▶ _WORK TO BE COMPLETED_:
Answer these three questions from the coin passage:
1. Where did the writer retrieve the key coin?
2. What was the ragged-looking youth doing when the writer called to him?
3. On what date is the Sync Book event in New York City?

At the bottom of The Tree I retrieved the key coin from the cleft of the tree and held it in my left hand for the rest of my walk, thinking of how best to put it to use. I had several ideas.
The first was to give the fateful coin to the one audience member whose question is chosen at the upcoming Sync Book event in New York City on January 31st, where I will be presenting a Radio8Ball Show with several of the Sync Book authors. This seemed to be the best artistic idea until a paranoid sync arose
I was being followed by a stoic (I know it’s a cliche’ but there is no other way to describe him) Native American man from the Geburah side of the park. I didn’t know if he meant me harm, or if he was inspired by my devotional attitude, or if he simply had to walk my way. I decided, after our paths crossed for the third time, that if he confronted me, I would offer him the coin and tell him where it came from. Once I made this decision, I didn’t see him again.
In the end, just as I was returning home I saw a ragged looking youth, picking up trash from the gutter and throwing it in the garbage outside of my apartment. This simple act of conscientious neighborliness inspired me and I called to him. When I held the coin out to him, at first he said, “No thanks,” but when I told him I was carrying it for him, he stopped walking away. He seemed to recognize that I wasn’t giving change to a beggar. This was a different kind of offering.
“Thank you, brother,” he said with big clear eyes, gave me a hug, and walked off into the streets.
Now the coin is somewhere out there in Olympia, making magick and good fortune for all who touch it.
This is the value of offerings.
2. The Value of Intentions
Intentions are present whether we state them explicitly or not. If we consciously walk The Tree we do so for a reason. This reason may be obscure to us, or it may be obvious. We may think we are doing it for one reason when in fact our true agenda is unknown to us. I have general intentions which are always present and specific intentions which are more timely. For example, the success of Radio8Ball is always an intention of mine while this week I was particularly focused on the January 31st event in New York City with Alan Abbadessa-Green, Douglas Bolles, Jen Palmer, Kevin Halcott, Kyle Hunt, Rammer Martinez, Peg Carter, Christopher Myers and Rogan Marshall. I’ll be hosting R8B and performing the music. My colleagues will be bringing a smorgasbord of syncsploration. And it’s all going to be filmed so it will be syncing long after I’m back in my Tree.

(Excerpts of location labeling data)
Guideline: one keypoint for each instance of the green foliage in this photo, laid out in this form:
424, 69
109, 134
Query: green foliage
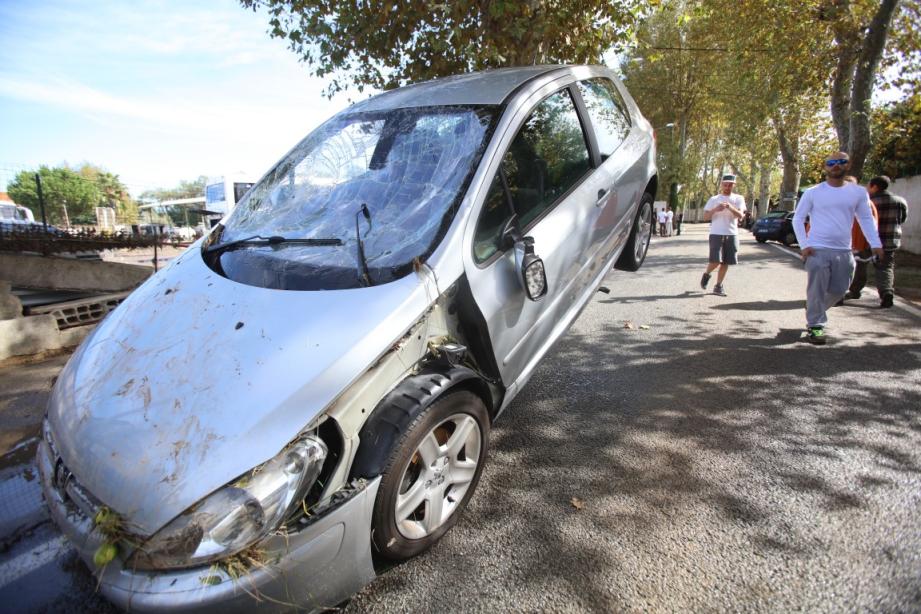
896, 149
73, 195
383, 44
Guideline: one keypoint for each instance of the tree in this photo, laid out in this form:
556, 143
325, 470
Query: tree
673, 89
112, 193
861, 29
896, 150
384, 44
179, 216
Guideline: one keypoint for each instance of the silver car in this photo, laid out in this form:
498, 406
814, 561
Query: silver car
310, 387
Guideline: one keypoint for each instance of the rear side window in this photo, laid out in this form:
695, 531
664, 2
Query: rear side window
608, 113
548, 157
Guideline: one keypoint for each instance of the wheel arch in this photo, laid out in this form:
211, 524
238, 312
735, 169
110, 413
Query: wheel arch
397, 411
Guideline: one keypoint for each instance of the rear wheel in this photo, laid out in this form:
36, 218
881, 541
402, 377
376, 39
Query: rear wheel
430, 476
631, 259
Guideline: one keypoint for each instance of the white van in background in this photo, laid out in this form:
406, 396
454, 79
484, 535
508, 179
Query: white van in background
11, 213
223, 193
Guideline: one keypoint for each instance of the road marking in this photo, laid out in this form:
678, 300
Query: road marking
897, 301
27, 562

▶ _EXERCISE OUTPUT_:
1. From the cleft of the tree at the bottom of The Tree.
2. Picking up trash from the gutter and throwing it in the garbage outside the writer's apartment.
3. January 31st.